# START OF SUPPLIED PASSAGE
# hows everybody shootin



## outdoorsman3 (Nov 15, 2010)

I have a 3d shoot today. I will post results when I get home.


----------



## crbanta (Mar 24, 2011)

i just put two arrows into the same squirt bottle cap


----------



## skulzhead (Aug 4, 2010)

nice man on the one in the middle i hit at 40 on the edge of it, post your pics if you can


crbanta said:


> i just put two arrows into the same squirt bottle cap


----------



## outdoorkid1 (Nov 20, 2010)

I'll post some pictures up later today of some groups. Hopefully the wind will calm down a little so I can shoot better :teeth:


----------



## skulzhead (Aug 4, 2010)

yea i shot this morning it was just getting hotter and hotter


----------



## outdoorkid1 (Nov 20, 2010)

Heres a picture of a group of 5 arrows shot at 20 yards with my recurve.


----------



## arhoythunter (Aug 3, 2010)

Robin hooded at 30 this morning. Got a new stabilizer yesterday and a kisser button. Shot 3 times a 30 and 3rd shot was the robin hood. Group was a boutthe size of a Penny. After I put my bow up. Only got 2 victorys left


----------



## outdoorsman3 (Nov 15, 2010)

I shot a 265 out of 330 today at my 3d shoot, I really hope it make it to the MAC


----------



## outdoorkid1 (Nov 20, 2010)
# END OF SUPPLIED PASSAGE
# START OF ENTRIES
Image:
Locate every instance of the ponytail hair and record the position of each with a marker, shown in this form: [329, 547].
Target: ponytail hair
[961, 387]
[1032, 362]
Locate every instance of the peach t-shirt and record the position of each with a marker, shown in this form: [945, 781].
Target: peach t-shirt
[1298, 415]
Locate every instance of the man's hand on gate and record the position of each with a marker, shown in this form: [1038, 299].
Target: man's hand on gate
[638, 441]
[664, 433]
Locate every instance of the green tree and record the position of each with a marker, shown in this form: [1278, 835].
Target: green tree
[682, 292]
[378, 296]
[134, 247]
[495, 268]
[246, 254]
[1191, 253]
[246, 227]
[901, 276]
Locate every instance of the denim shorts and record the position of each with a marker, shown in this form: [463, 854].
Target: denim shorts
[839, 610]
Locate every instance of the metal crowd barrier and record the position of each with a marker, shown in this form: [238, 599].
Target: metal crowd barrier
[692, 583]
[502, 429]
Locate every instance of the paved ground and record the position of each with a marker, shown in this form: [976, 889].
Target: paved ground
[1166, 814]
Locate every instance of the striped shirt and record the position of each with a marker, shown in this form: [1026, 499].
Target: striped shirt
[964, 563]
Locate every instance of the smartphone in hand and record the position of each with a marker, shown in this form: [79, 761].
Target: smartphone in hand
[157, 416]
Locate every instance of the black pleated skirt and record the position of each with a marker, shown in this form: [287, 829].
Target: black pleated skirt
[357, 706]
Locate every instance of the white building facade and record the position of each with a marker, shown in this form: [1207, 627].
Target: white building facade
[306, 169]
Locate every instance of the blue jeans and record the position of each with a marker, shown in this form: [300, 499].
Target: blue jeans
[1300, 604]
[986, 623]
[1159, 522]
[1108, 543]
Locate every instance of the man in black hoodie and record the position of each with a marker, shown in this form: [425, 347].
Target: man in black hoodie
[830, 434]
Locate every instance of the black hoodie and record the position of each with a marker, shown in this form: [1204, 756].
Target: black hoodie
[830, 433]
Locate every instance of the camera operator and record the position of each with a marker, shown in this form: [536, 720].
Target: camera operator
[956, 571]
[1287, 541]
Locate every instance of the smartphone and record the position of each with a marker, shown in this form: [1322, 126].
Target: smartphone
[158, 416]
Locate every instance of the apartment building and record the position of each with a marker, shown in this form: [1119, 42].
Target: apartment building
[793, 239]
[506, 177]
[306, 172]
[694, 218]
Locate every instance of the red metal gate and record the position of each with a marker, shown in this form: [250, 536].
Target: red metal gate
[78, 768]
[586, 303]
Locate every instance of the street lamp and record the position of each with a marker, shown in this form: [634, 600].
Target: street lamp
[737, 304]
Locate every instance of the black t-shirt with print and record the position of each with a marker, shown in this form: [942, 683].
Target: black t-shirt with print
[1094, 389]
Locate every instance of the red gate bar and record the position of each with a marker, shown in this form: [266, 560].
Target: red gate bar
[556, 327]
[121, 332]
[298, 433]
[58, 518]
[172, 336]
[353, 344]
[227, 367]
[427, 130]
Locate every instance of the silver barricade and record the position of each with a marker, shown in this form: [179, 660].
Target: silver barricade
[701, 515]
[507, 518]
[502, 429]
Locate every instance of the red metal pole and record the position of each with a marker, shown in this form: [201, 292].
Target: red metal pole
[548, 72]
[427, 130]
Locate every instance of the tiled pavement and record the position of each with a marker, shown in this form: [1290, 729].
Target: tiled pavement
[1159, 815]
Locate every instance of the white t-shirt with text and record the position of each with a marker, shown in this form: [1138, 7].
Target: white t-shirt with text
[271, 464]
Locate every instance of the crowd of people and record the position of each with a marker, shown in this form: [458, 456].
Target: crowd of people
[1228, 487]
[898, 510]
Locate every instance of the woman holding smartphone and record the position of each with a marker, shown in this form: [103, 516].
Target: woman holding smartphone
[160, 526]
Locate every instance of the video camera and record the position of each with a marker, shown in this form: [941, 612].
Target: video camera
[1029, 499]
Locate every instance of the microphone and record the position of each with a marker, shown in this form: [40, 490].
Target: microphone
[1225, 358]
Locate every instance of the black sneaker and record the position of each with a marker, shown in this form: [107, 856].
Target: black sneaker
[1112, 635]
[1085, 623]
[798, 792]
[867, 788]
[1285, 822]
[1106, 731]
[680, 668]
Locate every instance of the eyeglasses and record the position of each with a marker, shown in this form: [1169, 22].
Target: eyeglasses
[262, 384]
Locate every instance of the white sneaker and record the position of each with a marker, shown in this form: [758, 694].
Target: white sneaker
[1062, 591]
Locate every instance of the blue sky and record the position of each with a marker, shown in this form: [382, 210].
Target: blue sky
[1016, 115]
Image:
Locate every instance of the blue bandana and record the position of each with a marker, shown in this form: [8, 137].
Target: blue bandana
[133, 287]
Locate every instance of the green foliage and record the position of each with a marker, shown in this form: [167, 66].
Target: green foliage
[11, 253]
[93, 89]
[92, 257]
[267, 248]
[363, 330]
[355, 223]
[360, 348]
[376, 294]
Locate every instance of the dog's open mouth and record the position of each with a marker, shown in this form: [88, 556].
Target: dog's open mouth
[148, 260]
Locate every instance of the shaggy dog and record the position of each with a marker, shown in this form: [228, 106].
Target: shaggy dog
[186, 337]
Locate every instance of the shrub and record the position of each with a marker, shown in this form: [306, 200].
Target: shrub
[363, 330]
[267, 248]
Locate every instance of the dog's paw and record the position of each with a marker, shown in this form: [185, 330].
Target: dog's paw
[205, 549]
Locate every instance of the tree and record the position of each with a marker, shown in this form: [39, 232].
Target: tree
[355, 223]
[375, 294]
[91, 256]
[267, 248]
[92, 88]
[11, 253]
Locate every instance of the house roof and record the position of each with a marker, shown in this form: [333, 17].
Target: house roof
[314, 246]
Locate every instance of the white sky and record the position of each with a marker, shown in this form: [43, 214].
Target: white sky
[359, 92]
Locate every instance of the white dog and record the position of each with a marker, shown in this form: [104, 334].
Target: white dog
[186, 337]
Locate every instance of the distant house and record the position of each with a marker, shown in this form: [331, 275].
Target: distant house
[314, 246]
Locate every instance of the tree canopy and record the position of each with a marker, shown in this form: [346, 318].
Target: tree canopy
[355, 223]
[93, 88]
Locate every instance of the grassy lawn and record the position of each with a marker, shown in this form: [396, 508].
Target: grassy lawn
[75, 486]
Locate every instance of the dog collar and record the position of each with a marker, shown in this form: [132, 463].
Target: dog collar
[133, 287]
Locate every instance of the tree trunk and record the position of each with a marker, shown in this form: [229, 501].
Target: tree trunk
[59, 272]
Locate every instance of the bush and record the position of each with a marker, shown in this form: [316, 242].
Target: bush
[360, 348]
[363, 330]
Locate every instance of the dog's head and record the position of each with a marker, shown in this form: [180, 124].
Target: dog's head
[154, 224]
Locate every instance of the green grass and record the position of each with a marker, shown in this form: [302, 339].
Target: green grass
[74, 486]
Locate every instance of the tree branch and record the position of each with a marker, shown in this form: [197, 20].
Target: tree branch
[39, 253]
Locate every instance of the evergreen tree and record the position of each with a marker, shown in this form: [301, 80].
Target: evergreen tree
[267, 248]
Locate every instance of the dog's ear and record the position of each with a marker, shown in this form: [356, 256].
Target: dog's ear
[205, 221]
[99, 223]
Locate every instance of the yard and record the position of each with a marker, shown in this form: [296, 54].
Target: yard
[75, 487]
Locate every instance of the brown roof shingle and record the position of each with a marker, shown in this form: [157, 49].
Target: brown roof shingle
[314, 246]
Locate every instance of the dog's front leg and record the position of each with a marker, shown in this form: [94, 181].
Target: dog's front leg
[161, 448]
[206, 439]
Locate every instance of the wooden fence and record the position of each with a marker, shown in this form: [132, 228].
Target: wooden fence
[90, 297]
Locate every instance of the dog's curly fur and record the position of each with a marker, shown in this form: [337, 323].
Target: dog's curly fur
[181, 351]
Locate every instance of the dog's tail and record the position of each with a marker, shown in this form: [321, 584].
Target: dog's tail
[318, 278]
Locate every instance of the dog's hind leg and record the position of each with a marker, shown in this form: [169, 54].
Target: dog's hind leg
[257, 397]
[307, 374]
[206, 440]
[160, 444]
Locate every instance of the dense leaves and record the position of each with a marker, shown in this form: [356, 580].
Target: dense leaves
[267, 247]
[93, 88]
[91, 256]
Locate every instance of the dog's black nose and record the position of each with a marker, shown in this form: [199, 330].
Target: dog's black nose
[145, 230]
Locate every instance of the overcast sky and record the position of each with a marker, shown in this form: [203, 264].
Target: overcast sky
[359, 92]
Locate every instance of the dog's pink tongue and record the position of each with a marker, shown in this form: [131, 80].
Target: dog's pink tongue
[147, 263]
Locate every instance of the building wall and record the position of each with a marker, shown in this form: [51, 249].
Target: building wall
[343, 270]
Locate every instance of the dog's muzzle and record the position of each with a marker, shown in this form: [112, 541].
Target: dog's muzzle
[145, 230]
# END OF ENTRIES
Duplicate the archery forum thread word for word, starting with "yea i shot this" and going on through "with my recurve.".

yea i shot this morning it was just getting hotter and hotter


----------



## outdoorkid1 (Nov 20, 2010)

Heres a picture of a group of 5 arrows shot at 20 yards with my recurve.